Questions on the material
(A) In the text on infant bedtime stress and cortisol, which group had greater attrition rates?
(B) Continue the text on infant bedtime stress and cortisol from where it stops.

Text section START

The cortisol levels, measured at the time of the bedtime stressor, did not differ between groups. Previous studies have attempted to show that leaving a child to cry does not impact cortisol levels but cortisol was rarely measured at the time of separation but hours (Gradisar et al. 2016), or days (Gradisar et al. 2016; Cook et al. 2012), afterwards. So, not only was the stress during separation stressor not evaluated, but there are many factors that can impact cortisol and stress between extinction execution and cortisol collection. Our data showed no significant difference between groups (albeit small groups), suggesting a crying infant left alone shows similar distress levels to a child given a reduced level of bedtime interaction (such as not rocking or feeding to sleep). Indeed Kahn et al. (2019) note that all behavioural interventions where parents modify soothing behaviours typically involve some level of infant crying at first. However, this study was able to demonstrate that mothers correctly identified when the infants were stressed with increased crying increasing maternal stress. So, any separation between mother and child is stressful but when mothers were able to attend and respond to the stressed child, mothers perceived less stress in their infant, reported less stress themselves, and fewer symptoms of depression compared to other groups. In effect, this may be one of the important findings from this study perhaps suggesting gentle treatment approaches may be efficacious and acceptable. It is important to note that attrition rates were greater from the Controlled Crying group in this study and this is consistent with previous randomised studies (Gradisar et al. 2016) showing parental reticence to utilise extinction which appear to collide with some parenting styles. So, instead of trying to measure stress levels during a bedtime separation, to “prove” (or disprove) infant distress, listening to the voices of the mothers and the crying of infants whose stress is evident at the moment of separation is informative and important. Indeed, maternal reticence to utilise extinction has persisted, with or without the evidence regarding cortisol levels.

Text section END
Supplied data START

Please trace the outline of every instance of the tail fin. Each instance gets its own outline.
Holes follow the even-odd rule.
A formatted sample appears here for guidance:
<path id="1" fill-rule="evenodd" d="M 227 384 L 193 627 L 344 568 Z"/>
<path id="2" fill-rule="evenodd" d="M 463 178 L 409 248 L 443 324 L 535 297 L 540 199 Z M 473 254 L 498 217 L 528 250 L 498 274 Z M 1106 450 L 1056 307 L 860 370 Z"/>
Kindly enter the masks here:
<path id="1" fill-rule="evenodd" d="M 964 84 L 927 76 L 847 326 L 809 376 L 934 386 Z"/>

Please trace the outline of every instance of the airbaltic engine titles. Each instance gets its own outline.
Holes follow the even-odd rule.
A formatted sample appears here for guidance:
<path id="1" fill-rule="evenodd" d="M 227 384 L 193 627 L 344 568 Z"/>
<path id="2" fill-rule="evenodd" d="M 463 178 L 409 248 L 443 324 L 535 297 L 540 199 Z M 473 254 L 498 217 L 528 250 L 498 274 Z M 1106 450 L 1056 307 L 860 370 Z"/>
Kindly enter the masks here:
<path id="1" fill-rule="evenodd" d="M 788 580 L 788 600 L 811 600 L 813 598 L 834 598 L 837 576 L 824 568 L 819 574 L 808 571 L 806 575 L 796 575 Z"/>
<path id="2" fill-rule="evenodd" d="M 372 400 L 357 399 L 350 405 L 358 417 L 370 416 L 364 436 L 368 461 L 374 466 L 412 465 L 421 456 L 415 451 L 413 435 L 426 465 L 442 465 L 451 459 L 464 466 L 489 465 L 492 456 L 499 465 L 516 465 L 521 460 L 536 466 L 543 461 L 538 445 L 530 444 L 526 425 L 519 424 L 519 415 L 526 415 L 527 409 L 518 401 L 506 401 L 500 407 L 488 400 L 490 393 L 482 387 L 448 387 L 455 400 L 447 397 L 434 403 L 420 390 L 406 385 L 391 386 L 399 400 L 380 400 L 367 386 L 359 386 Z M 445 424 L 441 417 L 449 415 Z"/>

Supplied data END

Exercise answers
(A) The Controlled Crying group had greater attrition rates.

(B)
However, cautionary interpretation of these data is necessary. Small and irregular sample sizes, exacerbated by attrition for certain time points and questionnaires, with mostly self-report data suggest findings should be interpreted with caution. Despite the knowledge that cortisol levels are unreliable in young infants becoming more reliable with age (Thompson et al. 2015), the age range and small sample size disallowed controlling for age. So, cortisol reactivity may not be a sensitive indicator (Jansen et al. 2010; Gunnar et al. 2009). Another factor unexplored in this study was infant fussiness and maternal temperament (e.g. anxiety and cognitions about crying). These factors have been implicated in the mother/infant dyad sleep patterns and impact how mothers navigate sleep interventions (Sadeh et al. 2010; Tikotzky 2017; Tikotzky et al. 2021). Finally, this pilot study did not explore culture and ethnicity of the participating families. Given that sleeping arrangements and parenting are impacted by these factors (Schwichtenberg et al. 2019), their impact on sleep and settling interventions, including perceptions and uptake of (or indeed attrition from) sleep interventions, should be further explored. Future studies should include measures of infant separation anxiety and maternal temperament in larger sample sizes.

Despite these limitations, this study adds to the literature on responsive sleep interventions in young children and maternal/infant mental health. The important issues in question, sleep consolidation vs stress levels in crying infants and subsequent maternal stress levels, must be further explored in future larger more comprehensive studies, given the documented need by mothers for more responsive BSI. To date, published empirical data for Responsive BSI are limited so this pilot study is a step towards this and future research in this area will increase the choice offered to parents who wish to improve their infant’s sleep but do not wish to ignore them.